> **Passage**:
· · ·
BP slashed its dividend for the first time since the Deepwater Horizon disaster in 2010 as the oil major accelerates a strategic overhaul of its business under a new chief executive in the wake of the severe hit to industry finances from the coronavirus pandemic.
The company cut the shareholder payout by 50 per cent for the second quarter to 5.25 US cent a share, marking a turnaround since the start of the year when BP’s confidence about cash-generation led it to raise the dividend to 10.5 cent.
The collapse in energy demand triggered by government measures to curb the spread of coronavirus has badly affected the entire energy sector. Brent crude, which traded at $70 a barrel in early January, dropped to below $20 in April. It is now hovering at about $44.
In the three months to June 30th, underlying replacement cost losses – the measure tracked most closely by analysts – were at $6.7 billion versus a profit of $2.8 billion in the same period last year. Analysts had forecast a loss of $6.8 billion, with the figure including exploration asset write-offs which are not treated as one-off items.
The reported loss tallied at $16.8 billion, which is the biggest since the huge charge related to the Gulf of Mexico accident a decade ago.
BP said the dividend cut was a rebasing of the payout and comes as chief executive Bernard Looney, who started in his role in February, embarks upon a new strategy for the company to turn it into a net zero emissions company.
· · ·
[Segmentation mask data]
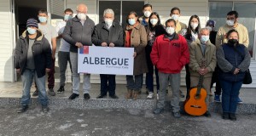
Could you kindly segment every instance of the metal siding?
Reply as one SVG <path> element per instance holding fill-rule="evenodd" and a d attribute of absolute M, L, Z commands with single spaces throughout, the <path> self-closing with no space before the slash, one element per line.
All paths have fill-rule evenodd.
<path fill-rule="evenodd" d="M 13 37 L 10 0 L 0 0 L 0 82 L 13 82 Z"/>

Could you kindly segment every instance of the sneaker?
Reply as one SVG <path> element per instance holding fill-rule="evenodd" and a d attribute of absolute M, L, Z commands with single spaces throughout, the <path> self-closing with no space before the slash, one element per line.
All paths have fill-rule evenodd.
<path fill-rule="evenodd" d="M 90 97 L 89 94 L 84 94 L 84 99 L 90 99 Z"/>
<path fill-rule="evenodd" d="M 116 94 L 114 94 L 114 95 L 109 95 L 109 97 L 112 98 L 112 99 L 119 99 L 119 97 L 116 96 Z"/>
<path fill-rule="evenodd" d="M 32 96 L 38 96 L 38 90 L 36 89 L 35 92 L 32 94 Z"/>
<path fill-rule="evenodd" d="M 175 117 L 175 118 L 180 118 L 180 113 L 179 112 L 173 112 L 173 116 Z"/>
<path fill-rule="evenodd" d="M 179 97 L 181 97 L 181 98 L 185 97 L 185 95 L 183 94 L 183 92 L 181 90 L 179 90 Z"/>
<path fill-rule="evenodd" d="M 230 118 L 231 121 L 236 121 L 236 114 L 235 114 L 235 113 L 230 113 L 229 118 Z"/>
<path fill-rule="evenodd" d="M 153 92 L 149 92 L 147 99 L 153 99 L 153 97 L 154 97 L 154 93 Z"/>
<path fill-rule="evenodd" d="M 61 86 L 60 88 L 57 90 L 57 94 L 64 93 L 65 89 L 63 86 Z"/>
<path fill-rule="evenodd" d="M 215 102 L 220 102 L 219 95 L 215 94 L 215 96 L 214 96 L 214 101 Z"/>
<path fill-rule="evenodd" d="M 163 108 L 156 108 L 154 111 L 153 111 L 153 113 L 154 114 L 160 114 L 160 113 L 162 113 L 164 111 L 164 109 Z"/>
<path fill-rule="evenodd" d="M 28 105 L 22 105 L 21 108 L 20 108 L 17 112 L 18 113 L 23 113 L 25 111 L 26 111 L 28 109 Z"/>
<path fill-rule="evenodd" d="M 51 88 L 49 88 L 48 94 L 50 95 L 50 96 L 55 96 L 56 94 L 55 93 L 55 91 Z"/>
<path fill-rule="evenodd" d="M 242 100 L 239 97 L 237 98 L 237 103 L 242 104 Z"/>
<path fill-rule="evenodd" d="M 106 97 L 107 97 L 107 95 L 102 95 L 102 94 L 100 94 L 100 95 L 98 95 L 96 97 L 96 99 L 106 99 Z"/>
<path fill-rule="evenodd" d="M 47 113 L 49 110 L 49 109 L 47 105 L 42 105 L 42 111 L 44 113 Z"/>
<path fill-rule="evenodd" d="M 223 114 L 222 114 L 222 118 L 224 119 L 224 120 L 228 120 L 230 117 L 229 117 L 229 113 L 227 113 L 227 112 L 224 112 Z"/>
<path fill-rule="evenodd" d="M 212 116 L 211 113 L 208 110 L 207 110 L 207 112 L 204 114 L 204 116 L 207 116 L 207 117 L 211 117 Z"/>
<path fill-rule="evenodd" d="M 77 97 L 79 97 L 79 94 L 72 94 L 70 96 L 69 96 L 69 98 L 68 98 L 68 99 L 76 99 Z"/>

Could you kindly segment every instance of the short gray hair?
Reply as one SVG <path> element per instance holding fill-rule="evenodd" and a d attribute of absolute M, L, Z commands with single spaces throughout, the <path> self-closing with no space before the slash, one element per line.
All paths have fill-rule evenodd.
<path fill-rule="evenodd" d="M 103 12 L 103 16 L 105 16 L 106 14 L 111 14 L 114 17 L 114 13 L 113 13 L 113 9 L 111 9 L 111 8 L 105 9 Z"/>
<path fill-rule="evenodd" d="M 207 28 L 207 27 L 200 29 L 199 30 L 199 33 L 201 34 L 201 32 L 203 31 L 208 31 L 209 34 L 210 34 L 210 30 L 208 28 Z"/>

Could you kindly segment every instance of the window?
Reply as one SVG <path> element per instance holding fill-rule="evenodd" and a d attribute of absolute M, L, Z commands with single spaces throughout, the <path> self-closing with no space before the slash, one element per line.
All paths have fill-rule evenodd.
<path fill-rule="evenodd" d="M 114 12 L 114 21 L 126 26 L 126 16 L 131 11 L 135 11 L 140 17 L 143 15 L 144 1 L 99 1 L 99 22 L 103 21 L 103 12 L 106 8 L 112 8 Z"/>
<path fill-rule="evenodd" d="M 224 26 L 226 21 L 226 14 L 232 9 L 238 12 L 238 22 L 245 26 L 248 31 L 249 46 L 248 50 L 253 59 L 255 59 L 255 14 L 256 3 L 234 3 L 234 2 L 210 2 L 209 3 L 209 17 L 215 20 L 218 29 Z"/>

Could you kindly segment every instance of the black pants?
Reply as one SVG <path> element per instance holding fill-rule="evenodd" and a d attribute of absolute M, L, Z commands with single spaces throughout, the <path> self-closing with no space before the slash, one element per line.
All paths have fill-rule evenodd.
<path fill-rule="evenodd" d="M 216 82 L 215 92 L 214 92 L 215 95 L 221 94 L 221 86 L 220 86 L 219 80 L 218 78 L 218 71 L 219 71 L 219 67 L 217 65 L 215 67 L 215 71 L 212 73 L 212 82 L 211 82 L 211 88 L 212 88 L 213 83 Z"/>
<path fill-rule="evenodd" d="M 101 76 L 101 95 L 107 95 L 108 91 L 110 96 L 114 95 L 115 86 L 116 86 L 115 75 L 100 74 L 100 76 Z"/>

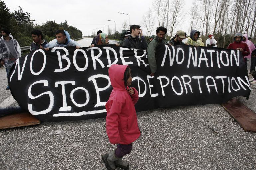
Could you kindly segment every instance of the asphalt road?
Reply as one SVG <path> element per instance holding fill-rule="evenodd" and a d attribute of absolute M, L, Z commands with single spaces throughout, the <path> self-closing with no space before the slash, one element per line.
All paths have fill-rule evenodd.
<path fill-rule="evenodd" d="M 0 68 L 1 103 L 11 95 L 6 74 Z M 249 100 L 237 98 L 256 112 L 256 85 L 251 88 Z M 219 104 L 137 115 L 141 136 L 124 158 L 130 169 L 256 169 L 256 133 L 244 131 Z M 0 130 L 0 143 L 1 170 L 106 169 L 101 155 L 116 147 L 105 118 Z"/>

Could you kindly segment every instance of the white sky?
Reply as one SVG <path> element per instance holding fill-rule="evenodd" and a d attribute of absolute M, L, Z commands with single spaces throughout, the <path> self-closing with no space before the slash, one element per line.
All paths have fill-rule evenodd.
<path fill-rule="evenodd" d="M 108 25 L 109 28 L 115 29 L 115 23 L 107 20 L 116 21 L 117 31 L 121 31 L 122 24 L 125 20 L 129 21 L 128 16 L 120 14 L 118 12 L 130 14 L 130 24 L 139 24 L 143 30 L 143 34 L 146 34 L 147 30 L 142 25 L 143 15 L 151 6 L 154 0 L 131 1 L 132 5 L 129 5 L 129 1 L 117 0 L 93 0 L 89 1 L 49 0 L 35 1 L 35 0 L 4 0 L 11 12 L 19 9 L 21 7 L 23 11 L 30 13 L 31 18 L 36 20 L 34 23 L 42 25 L 49 20 L 54 20 L 58 23 L 66 20 L 69 24 L 81 30 L 83 35 L 90 35 L 92 32 L 97 32 L 101 30 L 107 32 Z M 170 0 L 170 3 L 171 2 Z M 186 13 L 191 5 L 192 0 L 184 0 L 183 11 Z M 170 5 L 171 6 L 171 4 Z M 185 12 L 186 11 L 186 12 Z M 185 18 L 188 19 L 189 16 L 186 14 Z M 155 17 L 155 22 L 157 22 Z M 177 28 L 183 30 L 189 34 L 188 30 L 189 24 L 183 23 L 182 25 Z M 157 27 L 155 25 L 155 30 Z M 152 34 L 154 34 L 154 31 Z M 189 33 L 188 34 L 188 33 Z"/>

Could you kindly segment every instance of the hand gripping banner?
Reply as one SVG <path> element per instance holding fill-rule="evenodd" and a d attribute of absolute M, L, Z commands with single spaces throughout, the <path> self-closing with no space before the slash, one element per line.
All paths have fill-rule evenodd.
<path fill-rule="evenodd" d="M 114 64 L 131 69 L 131 86 L 139 94 L 137 111 L 249 97 L 250 83 L 238 50 L 160 44 L 154 76 L 147 57 L 145 50 L 115 45 L 39 49 L 17 60 L 8 81 L 19 104 L 44 122 L 105 116 L 112 90 L 108 69 Z"/>

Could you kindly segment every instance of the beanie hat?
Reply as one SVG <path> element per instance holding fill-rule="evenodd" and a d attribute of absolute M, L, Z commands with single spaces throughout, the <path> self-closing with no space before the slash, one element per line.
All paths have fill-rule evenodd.
<path fill-rule="evenodd" d="M 129 36 L 131 35 L 131 31 L 130 30 L 127 30 L 125 31 L 125 33 L 124 34 L 124 36 Z"/>
<path fill-rule="evenodd" d="M 7 34 L 7 35 L 10 35 L 10 31 L 7 29 L 2 28 L 2 29 L 1 29 L 1 31 L 3 31 L 4 32 L 5 32 L 6 34 Z"/>

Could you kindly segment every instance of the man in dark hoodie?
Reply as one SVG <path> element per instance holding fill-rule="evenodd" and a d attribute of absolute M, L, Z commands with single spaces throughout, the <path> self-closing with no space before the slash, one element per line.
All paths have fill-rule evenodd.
· · ·
> **What to produce**: According to the article on BP's dividend cut, by how much did the company reduce its second-quarter shareholder payout?

> **Output**: By 50 percent, to 5.25 US cents a share.